YOUR GOAL:
Return each line of the data below that contains the word "white".
:: STORED RECORDS
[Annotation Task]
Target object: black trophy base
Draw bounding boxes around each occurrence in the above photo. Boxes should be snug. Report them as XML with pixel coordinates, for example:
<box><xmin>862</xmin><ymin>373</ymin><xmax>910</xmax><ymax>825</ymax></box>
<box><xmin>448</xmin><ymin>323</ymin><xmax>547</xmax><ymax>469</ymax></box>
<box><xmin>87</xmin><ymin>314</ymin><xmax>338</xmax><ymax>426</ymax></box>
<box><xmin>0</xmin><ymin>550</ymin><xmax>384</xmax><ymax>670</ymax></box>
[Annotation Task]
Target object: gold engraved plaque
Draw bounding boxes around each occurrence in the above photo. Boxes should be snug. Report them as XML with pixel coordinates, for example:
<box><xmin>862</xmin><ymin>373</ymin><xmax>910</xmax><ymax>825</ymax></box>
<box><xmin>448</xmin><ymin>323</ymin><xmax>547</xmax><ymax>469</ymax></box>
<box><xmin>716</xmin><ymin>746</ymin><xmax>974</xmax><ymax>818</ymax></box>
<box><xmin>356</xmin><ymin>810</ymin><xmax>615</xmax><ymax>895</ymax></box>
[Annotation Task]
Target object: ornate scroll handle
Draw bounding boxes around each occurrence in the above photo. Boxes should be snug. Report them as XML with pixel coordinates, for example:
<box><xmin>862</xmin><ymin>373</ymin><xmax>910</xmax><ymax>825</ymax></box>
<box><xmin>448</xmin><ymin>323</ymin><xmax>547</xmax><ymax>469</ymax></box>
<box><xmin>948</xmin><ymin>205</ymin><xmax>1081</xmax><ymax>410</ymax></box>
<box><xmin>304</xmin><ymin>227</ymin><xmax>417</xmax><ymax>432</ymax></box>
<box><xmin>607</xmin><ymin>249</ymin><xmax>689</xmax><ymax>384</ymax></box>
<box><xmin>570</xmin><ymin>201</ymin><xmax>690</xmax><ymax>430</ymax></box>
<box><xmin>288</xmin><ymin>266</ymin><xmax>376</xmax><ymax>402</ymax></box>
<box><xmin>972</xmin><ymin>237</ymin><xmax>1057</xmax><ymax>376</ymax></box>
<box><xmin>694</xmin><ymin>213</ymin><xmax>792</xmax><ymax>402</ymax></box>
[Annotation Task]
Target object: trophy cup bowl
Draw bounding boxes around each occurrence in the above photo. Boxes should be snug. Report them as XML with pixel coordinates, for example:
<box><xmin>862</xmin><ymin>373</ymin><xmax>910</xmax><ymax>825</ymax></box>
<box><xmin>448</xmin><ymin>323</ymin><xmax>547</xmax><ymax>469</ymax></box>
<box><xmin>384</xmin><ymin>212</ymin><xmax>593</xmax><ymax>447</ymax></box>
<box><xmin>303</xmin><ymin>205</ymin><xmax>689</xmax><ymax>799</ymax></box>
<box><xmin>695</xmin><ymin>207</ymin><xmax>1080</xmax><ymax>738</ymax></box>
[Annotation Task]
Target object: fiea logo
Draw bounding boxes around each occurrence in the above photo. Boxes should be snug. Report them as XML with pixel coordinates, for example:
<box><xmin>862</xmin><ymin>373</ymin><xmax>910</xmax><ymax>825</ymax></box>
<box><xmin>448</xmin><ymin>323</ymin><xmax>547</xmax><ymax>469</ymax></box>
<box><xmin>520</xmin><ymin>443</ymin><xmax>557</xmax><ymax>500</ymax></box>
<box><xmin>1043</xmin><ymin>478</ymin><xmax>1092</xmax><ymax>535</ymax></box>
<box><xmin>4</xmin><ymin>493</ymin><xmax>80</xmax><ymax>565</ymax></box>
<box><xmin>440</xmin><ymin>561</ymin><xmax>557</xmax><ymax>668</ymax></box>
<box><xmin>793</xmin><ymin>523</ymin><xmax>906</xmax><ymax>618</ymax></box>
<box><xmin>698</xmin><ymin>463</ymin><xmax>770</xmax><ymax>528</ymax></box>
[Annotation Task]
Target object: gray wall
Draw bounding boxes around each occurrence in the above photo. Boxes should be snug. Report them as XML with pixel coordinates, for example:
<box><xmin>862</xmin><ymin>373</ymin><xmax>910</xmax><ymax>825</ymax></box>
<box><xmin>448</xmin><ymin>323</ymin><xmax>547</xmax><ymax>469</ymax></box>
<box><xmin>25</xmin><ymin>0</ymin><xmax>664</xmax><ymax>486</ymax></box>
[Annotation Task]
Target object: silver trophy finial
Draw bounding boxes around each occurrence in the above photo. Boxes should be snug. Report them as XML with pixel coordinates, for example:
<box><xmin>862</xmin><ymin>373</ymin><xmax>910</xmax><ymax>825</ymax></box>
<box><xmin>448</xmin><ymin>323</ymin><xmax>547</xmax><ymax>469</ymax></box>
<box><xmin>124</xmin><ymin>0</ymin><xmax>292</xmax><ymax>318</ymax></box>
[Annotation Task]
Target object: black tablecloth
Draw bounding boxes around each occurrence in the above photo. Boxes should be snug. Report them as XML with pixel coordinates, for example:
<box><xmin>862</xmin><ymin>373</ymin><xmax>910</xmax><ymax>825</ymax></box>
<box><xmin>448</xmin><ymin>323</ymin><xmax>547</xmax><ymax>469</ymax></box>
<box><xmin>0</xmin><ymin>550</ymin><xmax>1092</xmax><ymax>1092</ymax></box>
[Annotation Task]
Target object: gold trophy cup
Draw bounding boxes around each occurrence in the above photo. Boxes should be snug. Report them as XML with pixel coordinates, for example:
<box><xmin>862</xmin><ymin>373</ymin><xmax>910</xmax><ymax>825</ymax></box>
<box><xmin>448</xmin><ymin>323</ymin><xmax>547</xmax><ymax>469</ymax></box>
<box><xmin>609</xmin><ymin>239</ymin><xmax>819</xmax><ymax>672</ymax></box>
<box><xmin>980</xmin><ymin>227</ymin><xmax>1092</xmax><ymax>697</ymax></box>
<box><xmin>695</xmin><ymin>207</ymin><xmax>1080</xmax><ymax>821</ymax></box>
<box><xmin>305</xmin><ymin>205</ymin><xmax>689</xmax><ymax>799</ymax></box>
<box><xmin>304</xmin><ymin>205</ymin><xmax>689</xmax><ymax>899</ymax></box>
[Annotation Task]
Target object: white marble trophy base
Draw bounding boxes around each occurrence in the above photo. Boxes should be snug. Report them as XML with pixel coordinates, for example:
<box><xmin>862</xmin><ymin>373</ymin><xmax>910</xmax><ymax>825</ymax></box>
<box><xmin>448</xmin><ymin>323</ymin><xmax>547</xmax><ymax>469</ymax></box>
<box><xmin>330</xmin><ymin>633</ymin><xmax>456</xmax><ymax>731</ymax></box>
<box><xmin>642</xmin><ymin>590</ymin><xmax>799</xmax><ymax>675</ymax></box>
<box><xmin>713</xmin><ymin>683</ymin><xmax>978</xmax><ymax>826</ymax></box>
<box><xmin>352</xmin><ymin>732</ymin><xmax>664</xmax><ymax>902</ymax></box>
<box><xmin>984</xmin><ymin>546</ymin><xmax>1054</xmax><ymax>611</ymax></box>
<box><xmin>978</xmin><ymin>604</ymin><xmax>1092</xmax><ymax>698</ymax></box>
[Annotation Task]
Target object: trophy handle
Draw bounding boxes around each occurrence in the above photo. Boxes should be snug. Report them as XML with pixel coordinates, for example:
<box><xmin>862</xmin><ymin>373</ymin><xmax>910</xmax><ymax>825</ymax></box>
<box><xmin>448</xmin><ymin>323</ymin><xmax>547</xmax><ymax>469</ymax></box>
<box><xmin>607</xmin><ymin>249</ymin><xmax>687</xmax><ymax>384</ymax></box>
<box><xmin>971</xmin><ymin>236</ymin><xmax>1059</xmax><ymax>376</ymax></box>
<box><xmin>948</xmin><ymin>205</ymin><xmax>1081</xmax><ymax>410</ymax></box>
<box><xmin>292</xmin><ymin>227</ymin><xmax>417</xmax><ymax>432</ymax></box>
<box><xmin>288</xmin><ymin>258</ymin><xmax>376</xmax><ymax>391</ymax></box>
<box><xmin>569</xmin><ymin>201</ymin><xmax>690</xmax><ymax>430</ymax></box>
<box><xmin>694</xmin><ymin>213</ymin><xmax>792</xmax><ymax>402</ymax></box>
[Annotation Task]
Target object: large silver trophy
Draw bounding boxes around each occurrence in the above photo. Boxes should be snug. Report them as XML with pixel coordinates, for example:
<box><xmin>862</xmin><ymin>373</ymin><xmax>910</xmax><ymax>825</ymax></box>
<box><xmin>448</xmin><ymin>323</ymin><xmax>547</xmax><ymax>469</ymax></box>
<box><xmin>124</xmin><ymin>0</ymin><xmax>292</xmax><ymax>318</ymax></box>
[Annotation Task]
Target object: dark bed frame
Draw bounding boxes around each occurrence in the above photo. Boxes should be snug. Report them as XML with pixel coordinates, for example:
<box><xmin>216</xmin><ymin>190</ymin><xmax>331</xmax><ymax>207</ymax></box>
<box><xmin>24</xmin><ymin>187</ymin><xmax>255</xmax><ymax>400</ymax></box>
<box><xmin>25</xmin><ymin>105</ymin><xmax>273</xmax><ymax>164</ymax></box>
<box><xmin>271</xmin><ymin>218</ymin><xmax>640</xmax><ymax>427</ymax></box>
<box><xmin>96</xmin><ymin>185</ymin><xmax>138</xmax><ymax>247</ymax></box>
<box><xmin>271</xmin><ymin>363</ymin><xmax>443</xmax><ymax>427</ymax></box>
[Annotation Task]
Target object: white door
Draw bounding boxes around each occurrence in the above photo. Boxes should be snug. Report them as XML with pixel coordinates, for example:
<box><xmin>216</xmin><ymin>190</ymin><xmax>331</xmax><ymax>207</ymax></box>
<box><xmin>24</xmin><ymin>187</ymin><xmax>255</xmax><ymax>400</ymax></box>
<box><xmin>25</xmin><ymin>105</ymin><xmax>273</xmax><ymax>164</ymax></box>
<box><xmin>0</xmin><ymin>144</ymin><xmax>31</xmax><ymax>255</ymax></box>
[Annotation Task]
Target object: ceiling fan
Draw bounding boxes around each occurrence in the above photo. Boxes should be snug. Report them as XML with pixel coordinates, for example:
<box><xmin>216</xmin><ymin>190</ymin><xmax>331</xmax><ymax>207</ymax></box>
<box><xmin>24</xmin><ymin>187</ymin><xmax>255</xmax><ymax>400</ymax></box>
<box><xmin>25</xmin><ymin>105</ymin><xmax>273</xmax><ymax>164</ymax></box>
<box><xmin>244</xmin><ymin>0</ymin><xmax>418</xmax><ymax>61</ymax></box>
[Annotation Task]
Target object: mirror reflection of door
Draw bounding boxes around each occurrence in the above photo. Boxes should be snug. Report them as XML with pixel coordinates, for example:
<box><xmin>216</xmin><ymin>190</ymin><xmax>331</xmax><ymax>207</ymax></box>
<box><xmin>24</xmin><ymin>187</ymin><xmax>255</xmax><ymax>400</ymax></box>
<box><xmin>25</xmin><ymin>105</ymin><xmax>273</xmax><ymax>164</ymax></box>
::::
EXPECTED ANSWER:
Target object: white marble trophy base
Target object: white door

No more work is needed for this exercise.